■ **The exercise**
Rewrite the lines below as a Markdown table with two columns, Row and Line. Number each row, and leave out any blank lines.

■ **Material supplied**
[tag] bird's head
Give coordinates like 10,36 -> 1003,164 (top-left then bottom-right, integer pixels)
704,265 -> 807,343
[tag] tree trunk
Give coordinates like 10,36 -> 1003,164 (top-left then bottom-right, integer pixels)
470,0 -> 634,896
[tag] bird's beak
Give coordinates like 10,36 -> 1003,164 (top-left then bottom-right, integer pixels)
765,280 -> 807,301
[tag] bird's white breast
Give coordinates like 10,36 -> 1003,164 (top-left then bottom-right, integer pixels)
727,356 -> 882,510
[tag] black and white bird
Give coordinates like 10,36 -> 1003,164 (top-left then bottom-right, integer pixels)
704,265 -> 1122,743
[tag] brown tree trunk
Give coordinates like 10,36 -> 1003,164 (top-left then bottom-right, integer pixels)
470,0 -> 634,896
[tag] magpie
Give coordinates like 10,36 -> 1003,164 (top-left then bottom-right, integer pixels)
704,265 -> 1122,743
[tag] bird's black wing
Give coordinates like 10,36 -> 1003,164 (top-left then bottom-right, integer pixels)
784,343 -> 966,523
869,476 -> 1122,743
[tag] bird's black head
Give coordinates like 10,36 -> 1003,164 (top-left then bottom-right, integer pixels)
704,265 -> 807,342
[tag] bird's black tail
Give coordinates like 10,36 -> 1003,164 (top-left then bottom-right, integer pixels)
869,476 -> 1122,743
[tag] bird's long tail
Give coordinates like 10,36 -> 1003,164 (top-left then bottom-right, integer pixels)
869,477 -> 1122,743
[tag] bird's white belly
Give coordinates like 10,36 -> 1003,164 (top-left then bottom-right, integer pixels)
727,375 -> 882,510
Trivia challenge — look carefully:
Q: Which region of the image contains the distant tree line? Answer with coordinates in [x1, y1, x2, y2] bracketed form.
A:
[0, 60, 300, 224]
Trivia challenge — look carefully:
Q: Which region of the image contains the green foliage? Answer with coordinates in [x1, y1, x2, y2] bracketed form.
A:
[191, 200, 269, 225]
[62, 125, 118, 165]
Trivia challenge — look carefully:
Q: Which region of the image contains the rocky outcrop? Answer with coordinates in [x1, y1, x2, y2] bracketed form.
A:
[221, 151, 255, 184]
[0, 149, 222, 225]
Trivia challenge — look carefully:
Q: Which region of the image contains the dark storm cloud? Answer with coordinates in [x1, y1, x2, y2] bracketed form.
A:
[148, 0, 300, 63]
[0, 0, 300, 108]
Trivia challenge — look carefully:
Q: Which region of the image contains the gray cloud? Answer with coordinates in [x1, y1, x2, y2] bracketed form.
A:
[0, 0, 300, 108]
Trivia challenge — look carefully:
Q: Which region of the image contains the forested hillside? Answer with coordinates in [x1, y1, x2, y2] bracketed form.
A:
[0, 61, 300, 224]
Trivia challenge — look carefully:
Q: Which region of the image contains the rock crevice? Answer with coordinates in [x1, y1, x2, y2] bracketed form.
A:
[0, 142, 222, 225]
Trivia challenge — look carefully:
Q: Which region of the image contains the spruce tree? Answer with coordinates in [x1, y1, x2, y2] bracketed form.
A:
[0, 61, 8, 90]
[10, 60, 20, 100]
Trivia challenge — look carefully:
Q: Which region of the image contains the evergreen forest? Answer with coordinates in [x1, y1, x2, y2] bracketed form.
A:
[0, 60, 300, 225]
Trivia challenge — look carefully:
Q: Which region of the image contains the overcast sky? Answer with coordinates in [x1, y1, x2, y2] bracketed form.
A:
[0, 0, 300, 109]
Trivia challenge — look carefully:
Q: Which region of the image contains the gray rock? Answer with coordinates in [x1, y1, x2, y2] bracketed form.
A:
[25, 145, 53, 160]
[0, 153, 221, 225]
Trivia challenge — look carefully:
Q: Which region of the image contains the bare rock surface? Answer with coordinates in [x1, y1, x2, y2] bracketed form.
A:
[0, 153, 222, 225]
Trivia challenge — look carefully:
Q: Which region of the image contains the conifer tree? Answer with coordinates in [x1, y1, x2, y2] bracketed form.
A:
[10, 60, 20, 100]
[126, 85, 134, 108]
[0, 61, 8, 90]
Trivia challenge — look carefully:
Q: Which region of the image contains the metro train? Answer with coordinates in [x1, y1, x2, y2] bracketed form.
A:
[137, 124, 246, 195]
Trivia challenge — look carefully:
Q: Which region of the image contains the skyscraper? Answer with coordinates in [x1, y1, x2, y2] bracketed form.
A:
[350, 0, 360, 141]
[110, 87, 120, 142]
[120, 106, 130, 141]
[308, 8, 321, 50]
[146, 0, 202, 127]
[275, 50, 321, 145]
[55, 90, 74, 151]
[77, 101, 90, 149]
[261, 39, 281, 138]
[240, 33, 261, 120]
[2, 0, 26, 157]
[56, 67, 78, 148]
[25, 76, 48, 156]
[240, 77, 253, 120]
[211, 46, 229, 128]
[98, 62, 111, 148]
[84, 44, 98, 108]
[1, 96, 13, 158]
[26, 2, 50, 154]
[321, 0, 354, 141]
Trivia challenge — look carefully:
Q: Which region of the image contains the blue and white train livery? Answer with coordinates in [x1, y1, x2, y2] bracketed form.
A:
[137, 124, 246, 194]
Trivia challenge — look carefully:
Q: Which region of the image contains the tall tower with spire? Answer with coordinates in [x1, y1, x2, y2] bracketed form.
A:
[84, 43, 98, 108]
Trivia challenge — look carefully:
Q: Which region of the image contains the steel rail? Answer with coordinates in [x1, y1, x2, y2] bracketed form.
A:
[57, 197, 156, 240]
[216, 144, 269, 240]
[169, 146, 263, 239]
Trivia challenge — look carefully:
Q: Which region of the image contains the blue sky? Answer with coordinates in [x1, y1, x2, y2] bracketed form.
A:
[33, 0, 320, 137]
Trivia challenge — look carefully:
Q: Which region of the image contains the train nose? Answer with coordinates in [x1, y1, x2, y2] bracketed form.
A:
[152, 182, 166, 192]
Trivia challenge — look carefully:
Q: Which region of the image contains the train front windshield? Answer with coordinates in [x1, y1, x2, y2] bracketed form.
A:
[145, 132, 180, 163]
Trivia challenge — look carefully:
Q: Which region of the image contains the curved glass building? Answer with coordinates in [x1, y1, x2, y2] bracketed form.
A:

■ **Task answer**
| Row | Line |
|---|---|
| 1 | [tag] bird's head |
| 2 | Give coordinates like 10,36 -> 1003,164 (top-left then bottom-right, integer pixels) |
| 3 | 704,265 -> 807,343 |
| 4 | [tag] tree trunk |
| 5 | Give coordinates like 10,36 -> 1003,164 (top-left then bottom-right, integer pixels) |
| 6 | 470,0 -> 634,896 |
| 7 | [tag] bird's beak |
| 8 | Give coordinates like 10,36 -> 1003,164 (top-left then bottom-right, integer pixels) |
| 9 | 765,280 -> 807,301 |
| 10 | [tag] bird's white breast |
| 11 | Give coordinates like 10,36 -> 1003,164 (top-left then bottom-right, integer pixels) |
| 12 | 727,356 -> 882,510 |
| 13 | [tag] black and white bird |
| 14 | Give coordinates like 10,36 -> 1003,164 (top-left then bottom-right, integer pixels) |
| 15 | 704,265 -> 1122,743 |
| 16 | [tag] brown tree trunk |
| 17 | Give coordinates like 10,36 -> 1003,164 (top-left then bottom-right, integer pixels) |
| 18 | 470,0 -> 634,896 |
| 19 | [tag] magpie |
| 20 | Give coordinates like 10,36 -> 1003,164 (top-left then bottom-right, integer pixels) |
| 21 | 704,265 -> 1122,743 |
| 22 | [tag] bird's black wing |
| 23 | Give coordinates like 10,36 -> 1003,164 (top-left then bottom-right, integer pixels) |
| 24 | 784,343 -> 966,523 |
| 25 | 869,476 -> 1122,743 |
| 26 | [tag] bird's black head |
| 27 | Give coordinates like 10,36 -> 1003,164 (top-left then bottom-right, integer pixels) |
| 28 | 704,265 -> 807,342 |
| 29 | [tag] bird's black tail |
| 30 | Give coordinates like 10,36 -> 1003,164 (top-left then bottom-right, integer pixels) |
| 31 | 869,476 -> 1122,743 |
| 32 | [tag] bird's long tail |
| 33 | Give coordinates like 10,36 -> 1003,164 (top-left then bottom-right, integer pixels) |
| 34 | 869,477 -> 1122,743 |
| 35 | [tag] bird's white belly |
| 36 | Give coordinates like 10,36 -> 1003,164 (top-left then bottom-right, integer pixels) |
| 37 | 727,375 -> 882,510 |
| 38 | Trivia challenge — look carefully: |
| 39 | Q: Which region of the image contains the distant tree line? Answer with coordinates in [x1, y1, x2, y2] bracketed form. |
| 40 | A: |
| 41 | [0, 60, 300, 224] |
| 42 | Trivia challenge — look carefully: |
| 43 | Q: Which region of the image contains the green foliage? Answer with coordinates in [x1, y1, x2, y2] bracketed form. |
| 44 | A: |
| 45 | [191, 200, 269, 225] |
| 46 | [62, 125, 118, 165] |
| 47 | Trivia challenge — look carefully: |
| 48 | Q: Which region of the image contains the rocky outcrop? Answer with coordinates in [x1, y1, x2, y2] bracketed form. |
| 49 | A: |
| 50 | [221, 151, 255, 184] |
| 51 | [0, 149, 222, 225] |
| 52 | Trivia challenge — look carefully: |
| 53 | Q: Which region of the image contains the dark storm cloud? Answer with coordinates in [x1, y1, x2, y2] bracketed form. |
| 54 | A: |
| 55 | [148, 0, 300, 63] |
| 56 | [0, 0, 300, 108] |
| 57 | Trivia challenge — look carefully: |
| 58 | Q: Which region of the image contains the gray cloud? Answer with coordinates in [x1, y1, x2, y2] bracketed form. |
| 59 | A: |
| 60 | [0, 0, 300, 108] |
| 61 | Trivia challenge — look carefully: |
| 62 | Q: Which region of the image contains the forested hillside? Answer with coordinates in [x1, y1, x2, y2] bracketed form. |
| 63 | A: |
| 64 | [0, 61, 300, 224] |
| 65 | Trivia challenge — look carefully: |
| 66 | Q: Which region of the image contains the rock crevice? Answer with coordinates in [x1, y1, x2, y2] bracketed form. |
| 67 | A: |
| 68 | [0, 142, 222, 225] |
| 69 | Trivia challenge — look carefully: |
| 70 | Q: Which region of the image contains the spruce tree? Answer with coordinates in [x1, y1, x2, y2] bracketed form. |
| 71 | A: |
| 72 | [0, 61, 8, 90] |
| 73 | [10, 60, 20, 100] |
| 74 | Trivia challenge — look carefully: |
| 75 | Q: Which region of the image contains the evergreen forest? Answer with coordinates in [x1, y1, x2, y2] bracketed form. |
| 76 | A: |
| 77 | [0, 60, 300, 225] |
| 78 | Trivia challenge — look carefully: |
| 79 | Q: Which region of the image contains the overcast sky? Answer with coordinates in [x1, y1, x2, y2] bracketed form. |
| 80 | A: |
| 81 | [0, 0, 300, 109] |
| 82 | Trivia challenge — look carefully: |
| 83 | Q: Which region of the image contains the gray rock? Answer with coordinates in [x1, y1, x2, y2] bracketed form. |
| 84 | A: |
| 85 | [25, 145, 53, 160] |
| 86 | [0, 153, 221, 225] |
| 87 | Trivia challenge — look carefully: |
| 88 | Q: Which region of the image contains the bare rock surface? Answer with coordinates in [x1, y1, x2, y2] bracketed form. |
| 89 | A: |
| 90 | [0, 153, 222, 225] |
| 91 | Trivia challenge — look carefully: |
| 92 | Q: Which region of the image contains the conifer tree? Answer with coordinates in [x1, y1, x2, y2] bracketed form. |
| 93 | A: |
| 94 | [10, 60, 20, 100] |
| 95 | [126, 85, 134, 108] |
| 96 | [0, 61, 8, 90] |
| 97 | Trivia challenge — look carefully: |
| 98 | Q: Which region of the image contains the metro train? Answer with coordinates in [x1, y1, x2, y2] bracketed form. |
| 99 | A: |
| 100 | [137, 124, 246, 195] |
| 101 | Trivia challenge — look carefully: |
| 102 | Q: Which region of the image contains the skyscraper? Answer with coordinates in [x1, y1, x2, y2] bracketed form. |
| 103 | A: |
| 104 | [350, 0, 360, 141] |
| 105 | [110, 87, 120, 142] |
| 106 | [120, 106, 130, 141] |
| 107 | [308, 8, 321, 50] |
| 108 | [146, 0, 202, 127] |
| 109 | [275, 50, 321, 145] |
| 110 | [55, 90, 74, 151] |
| 111 | [77, 101, 90, 149] |
| 112 | [261, 39, 281, 138] |
| 113 | [240, 33, 261, 120] |
| 114 | [2, 0, 26, 157] |
| 115 | [56, 67, 78, 148] |
| 116 | [25, 76, 48, 156] |
| 117 | [240, 77, 253, 120] |
| 118 | [211, 46, 229, 128] |
| 119 | [98, 62, 111, 148] |
| 120 | [84, 44, 98, 108] |
| 121 | [1, 96, 13, 158] |
| 122 | [26, 2, 50, 154] |
| 123 | [321, 0, 354, 141] |
| 124 | Trivia challenge — look carefully: |
| 125 | Q: Which region of the image contains the blue and white train livery? Answer with coordinates in [x1, y1, x2, y2] bracketed form. |
| 126 | A: |
| 127 | [137, 124, 246, 194] |
| 128 | Trivia challenge — look carefully: |
| 129 | Q: Which region of the image contains the tall tower with spire? Answer with coordinates in [x1, y1, x2, y2] bracketed form. |
| 130 | A: |
| 131 | [84, 43, 98, 108] |
| 132 | Trivia challenge — look carefully: |
| 133 | Q: Which region of the image contains the steel rail? Answer with coordinates in [x1, y1, x2, y2] bracketed form. |
| 134 | A: |
| 135 | [57, 197, 156, 240] |
| 136 | [216, 144, 269, 240] |
| 137 | [169, 146, 263, 239] |
| 138 | Trivia challenge — look carefully: |
| 139 | Q: Which region of the image contains the blue sky? Answer with coordinates in [x1, y1, x2, y2] bracketed form. |
| 140 | A: |
| 141 | [33, 0, 320, 137] |
| 142 | Trivia challenge — look carefully: |
| 143 | Q: Which region of the image contains the train nose? Answer with coordinates in [x1, y1, x2, y2] bracketed form. |
| 144 | A: |
| 145 | [152, 182, 166, 192] |
| 146 | Trivia challenge — look carefully: |
| 147 | Q: Which region of the image contains the train front windshield? Answer with coordinates in [x1, y1, x2, y2] bracketed form. |
| 148 | A: |
| 149 | [145, 132, 180, 163] |
| 150 | Trivia challenge — look carefully: |
| 151 | Q: Which region of the image contains the curved glass building? Answer with coordinates in [x1, y1, x2, y2] bracketed form. |
| 152 | A: |